» **Excerpted data**

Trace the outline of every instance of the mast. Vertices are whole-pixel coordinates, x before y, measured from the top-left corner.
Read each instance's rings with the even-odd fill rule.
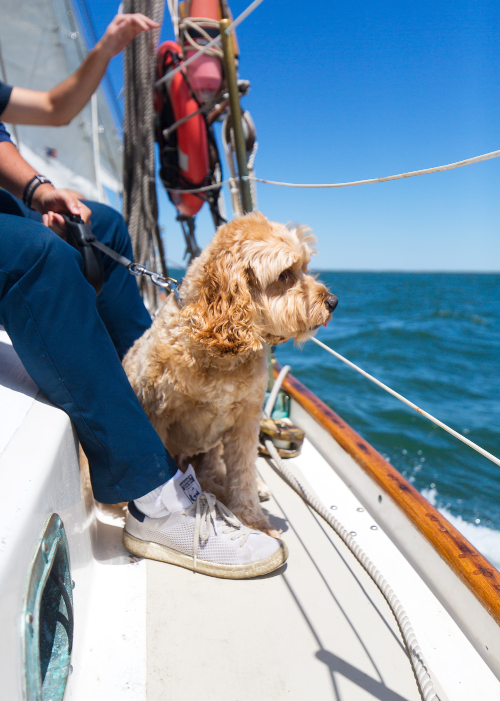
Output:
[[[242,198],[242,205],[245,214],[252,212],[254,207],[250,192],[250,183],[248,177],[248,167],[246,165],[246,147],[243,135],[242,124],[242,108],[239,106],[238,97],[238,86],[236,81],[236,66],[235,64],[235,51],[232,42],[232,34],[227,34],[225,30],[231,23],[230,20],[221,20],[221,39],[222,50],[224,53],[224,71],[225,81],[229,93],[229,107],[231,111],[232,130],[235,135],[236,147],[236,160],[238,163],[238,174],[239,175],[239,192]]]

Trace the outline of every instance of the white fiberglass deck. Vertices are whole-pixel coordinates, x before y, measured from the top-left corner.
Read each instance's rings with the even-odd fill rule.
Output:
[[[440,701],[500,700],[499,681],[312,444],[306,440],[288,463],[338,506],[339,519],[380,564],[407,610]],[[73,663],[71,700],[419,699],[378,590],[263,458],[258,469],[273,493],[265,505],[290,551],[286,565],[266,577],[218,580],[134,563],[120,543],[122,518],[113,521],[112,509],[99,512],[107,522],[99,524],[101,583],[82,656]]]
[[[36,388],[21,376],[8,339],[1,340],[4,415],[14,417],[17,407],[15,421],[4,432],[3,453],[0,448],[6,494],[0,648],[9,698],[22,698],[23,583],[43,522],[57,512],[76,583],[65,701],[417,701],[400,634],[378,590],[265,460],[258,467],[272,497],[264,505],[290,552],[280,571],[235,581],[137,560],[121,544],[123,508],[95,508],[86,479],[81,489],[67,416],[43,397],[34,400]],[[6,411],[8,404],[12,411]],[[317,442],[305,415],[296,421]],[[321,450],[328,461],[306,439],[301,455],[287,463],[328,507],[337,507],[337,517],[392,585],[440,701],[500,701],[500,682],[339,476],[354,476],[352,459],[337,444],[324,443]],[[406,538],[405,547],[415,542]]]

» **Short problem**
Reproduce the entire listing above verbatim, leaving out the pictures.

» **Result for this exercise**
Trace the outline of every instance of the mast. Vertices are whole-pixel coordinates, x before y, measured from the top-left corner.
Read each instance's rings with the even-odd fill rule.
Output:
[[[242,198],[242,205],[245,214],[252,212],[254,207],[250,192],[250,183],[248,177],[248,167],[246,165],[246,147],[243,135],[242,124],[242,108],[239,106],[238,97],[238,86],[236,81],[236,66],[235,64],[235,51],[232,42],[232,34],[227,34],[225,30],[231,23],[230,20],[221,20],[221,39],[222,50],[224,53],[224,71],[225,81],[229,93],[229,107],[231,111],[232,130],[235,135],[236,147],[236,160],[238,163],[238,174],[239,175],[239,192]]]

Trace the outline of every instance of the white fiberglass deck. Vertices are whole-pixel coordinates, x before y, measured from the top-left corner.
Read each instance's rings with the even-odd fill rule.
Output:
[[[440,701],[500,700],[499,681],[312,444],[306,440],[288,463],[338,506],[339,519],[380,564],[407,610]],[[73,663],[71,700],[419,699],[378,590],[263,458],[258,469],[273,493],[265,505],[290,551],[286,565],[266,577],[218,580],[134,563],[120,543],[122,518],[113,521],[112,509],[99,512],[107,522],[99,524],[101,583],[82,656]]]
[[[36,388],[21,376],[8,339],[1,340],[4,415],[14,417],[17,407],[15,421],[4,432],[3,453],[0,448],[6,494],[0,648],[9,698],[22,698],[23,583],[43,522],[57,512],[76,583],[65,701],[417,701],[400,634],[378,590],[265,460],[258,467],[272,497],[264,505],[290,552],[280,571],[235,581],[137,560],[121,544],[123,508],[95,508],[86,479],[81,489],[67,416],[43,397],[34,400]],[[6,411],[8,404],[12,411]],[[317,442],[305,415],[296,421]],[[321,450],[328,461],[306,439],[301,455],[287,463],[328,507],[337,507],[337,517],[392,585],[440,701],[500,701],[500,682],[339,476],[354,476],[352,459],[337,444],[324,443]],[[406,538],[405,547],[415,542]]]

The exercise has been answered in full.